## Start

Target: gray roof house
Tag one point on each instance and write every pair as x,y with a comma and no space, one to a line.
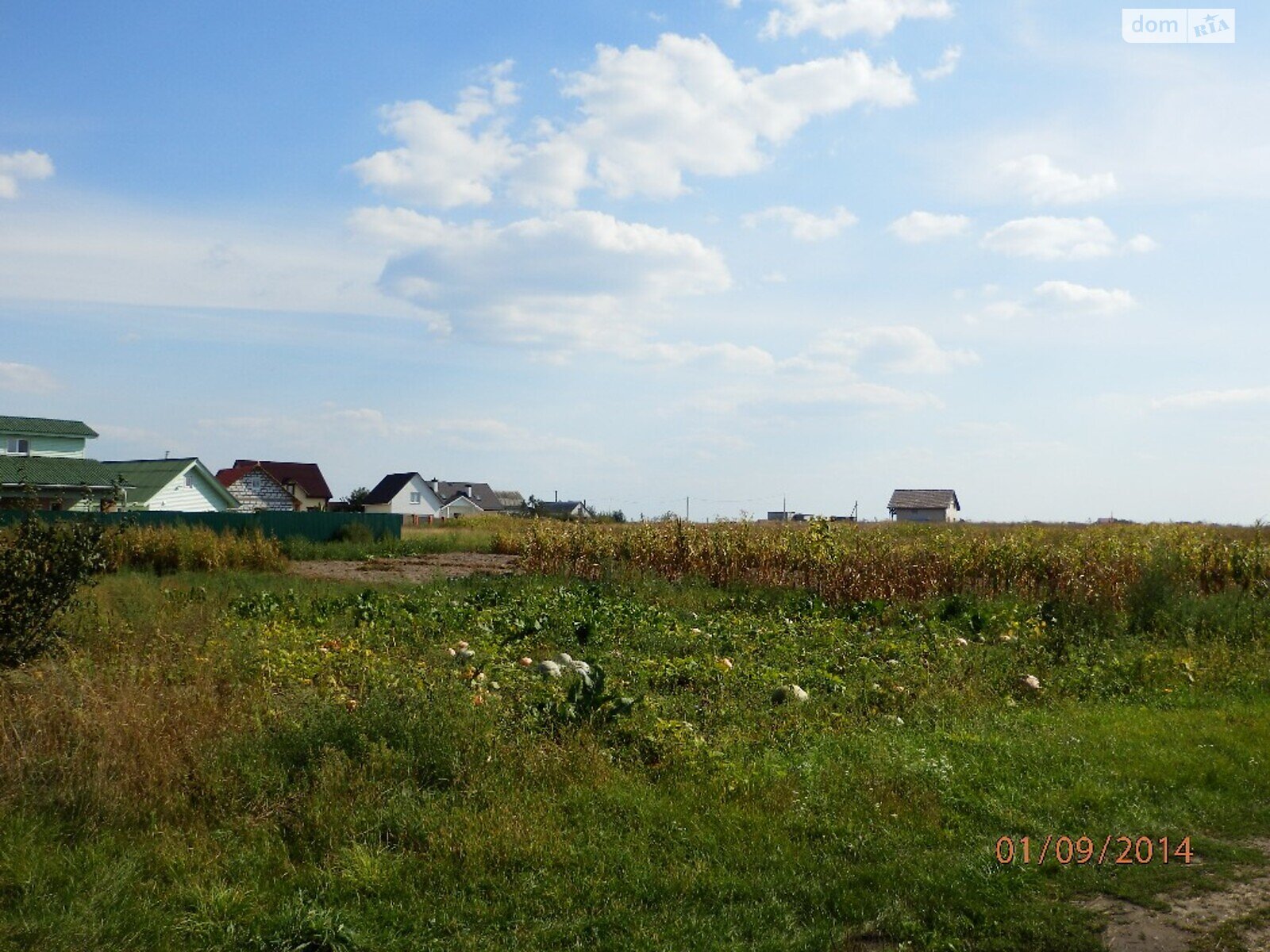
572,509
924,505
410,494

## End

**WRITTEN TASK**
Rewrite the records with "gray roof house" replaced by "red roof house" and everything else unchanged. Leave the pictures out of your answer.

**EXERCISE RESPONSE**
Target: red roof house
Tag one point on each instance and write every pair as x,y with a comma and no space, one to a line.
572,509
924,505
410,494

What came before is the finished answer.